* Stated exercise A
Below are a forum thread and some records. List every line of the records that contains the string "pitch".

* Source text
# I built a rat cage - for free! Finished!



## silverynitrate (Apr 30, 2007)

Originally I was going to build a nice wooden cage. I drew up plans (still have them) but I didn't really want to build it because it would be pretty expensive and labor intensive. And I hate using table saws.

Luckily I came across one of those large, metal shelving units in the FREE pile at a garage sale. It came with 7 shelves and is a little over 5 feet tall. I stuffed it in the mini van and brought it home. (PS if you're in the twin cities area and want one of these things, my neighbor has likes 5 of em he is trying to get rid of)

First I ripped off the crappy particle board sides on the shelves. Then I removed all but the top and bottom two shelves. I then took two shelves that were in the best condition, used a drill and tin snips to cut a rat sized hole in them. I used a file and sandpaper to smooth out the rough edges.

I then reattached the new hole-y shelves where I thought they would work best. 

I found a stack of old self stick linoleum tiles in the basement. Luckily they are only slightly larger than the shelves, and I left them that way so that they would be snug against the screen. I was really surprised how easy it was to work with. All you do is score the surface in a straight line (I used a swiss army knife and a ruler) and then bend the tile and it breaks right down the line. I was even able to cut out little squares on the edges for the holes.

I then attached the first piece of hardware cloth around the back (found in basement). To minimize cutting the stuff I just wrapped it around the back and sides and secured it tightly with zip ties (also free). 

Then I used the leftover pieces of linoleum to create a backsplash - type thing for the bottom. I made sure that the tiles are snug together. In addition the tiles extended past the corner posts so I think it's a pretty good seal.









Tiles are yellow, light gray is screen, dark gray is shelf.

When I was done with that I filled the gap between the shelves and the mesh with more tile so no little ratsies can get stuck in between the shelf and the screen. 
























In order to make the bottom escape proof I left an extra 3-4 inches of hardware cloth under the bottom shelf. I then cut the corner and folded it around the corner post, securing with zip ties.








So now I'm about 60% done and tomorrow I will make the door, finish the top and update.

Making things is fun!

What do you guys think of it so far? Any suggestions?


----------



## Stephanie (Mar 25, 2007)

*Re: I am building a rat cage - for free!*

that look like it has potential to be a VERY nice cage!! can't wait to see it when itis all done!!


----------



## Hippy (Jul 23, 2007)

* The input
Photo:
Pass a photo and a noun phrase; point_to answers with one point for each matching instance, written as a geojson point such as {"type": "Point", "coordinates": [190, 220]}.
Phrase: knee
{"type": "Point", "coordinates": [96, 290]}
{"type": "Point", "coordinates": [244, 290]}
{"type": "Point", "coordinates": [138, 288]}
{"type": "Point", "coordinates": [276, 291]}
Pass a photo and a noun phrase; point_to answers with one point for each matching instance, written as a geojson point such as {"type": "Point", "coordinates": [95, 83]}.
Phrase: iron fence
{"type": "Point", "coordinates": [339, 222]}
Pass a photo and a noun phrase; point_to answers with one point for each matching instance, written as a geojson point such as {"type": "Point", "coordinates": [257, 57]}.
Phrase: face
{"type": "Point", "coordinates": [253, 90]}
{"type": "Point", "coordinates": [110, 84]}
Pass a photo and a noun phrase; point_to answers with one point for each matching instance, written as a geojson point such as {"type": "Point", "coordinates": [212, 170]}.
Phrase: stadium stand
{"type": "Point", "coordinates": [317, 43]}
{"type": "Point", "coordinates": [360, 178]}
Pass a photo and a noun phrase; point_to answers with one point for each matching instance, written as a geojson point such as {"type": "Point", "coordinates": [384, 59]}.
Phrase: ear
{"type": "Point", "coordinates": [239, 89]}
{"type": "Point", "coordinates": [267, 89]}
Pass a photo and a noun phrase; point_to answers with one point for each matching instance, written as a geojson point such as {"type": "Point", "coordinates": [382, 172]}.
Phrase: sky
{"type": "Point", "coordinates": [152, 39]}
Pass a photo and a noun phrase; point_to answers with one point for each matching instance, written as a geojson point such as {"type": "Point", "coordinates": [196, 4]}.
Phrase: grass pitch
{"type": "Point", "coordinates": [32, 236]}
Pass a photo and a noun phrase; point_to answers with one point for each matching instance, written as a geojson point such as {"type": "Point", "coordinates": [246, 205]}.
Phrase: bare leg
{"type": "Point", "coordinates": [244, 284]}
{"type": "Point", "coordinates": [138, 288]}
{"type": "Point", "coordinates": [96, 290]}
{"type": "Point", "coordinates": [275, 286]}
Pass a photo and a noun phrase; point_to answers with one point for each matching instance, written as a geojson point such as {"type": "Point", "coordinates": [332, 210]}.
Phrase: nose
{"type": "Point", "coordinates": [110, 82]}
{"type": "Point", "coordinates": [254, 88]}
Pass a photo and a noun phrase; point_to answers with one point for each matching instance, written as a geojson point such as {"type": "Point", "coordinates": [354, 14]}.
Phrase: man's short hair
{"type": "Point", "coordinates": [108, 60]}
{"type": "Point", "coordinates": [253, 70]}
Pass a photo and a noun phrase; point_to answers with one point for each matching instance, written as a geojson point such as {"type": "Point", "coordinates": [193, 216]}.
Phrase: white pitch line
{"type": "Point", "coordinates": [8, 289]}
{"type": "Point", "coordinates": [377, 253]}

* Stated exercise B
Return the passage of the rat cage thread from "I found a stack" up to and including "ties (also free).", copied word for word.

* Task solution A
Phrase: grass pitch
Phrase: white pitch line

* Task solution B
I found a stack of old self stick linoleum tiles in the basement. Luckily they are only slightly larger than the shelves, and I left them that way so that they would be snug against the screen. I was really surprised how easy it was to work with. All you do is score the surface in a straight line (I used a swiss army knife and a ruler) and then bend the tile and it breaks right down the line. I was even able to cut out little squares on the edges for the holes.

I then attached the first piece of hardware cloth around the back (found in basement). To minimize cutting the stuff I just wrapped it around the back and sides and secured it tightly with zip ties (also free).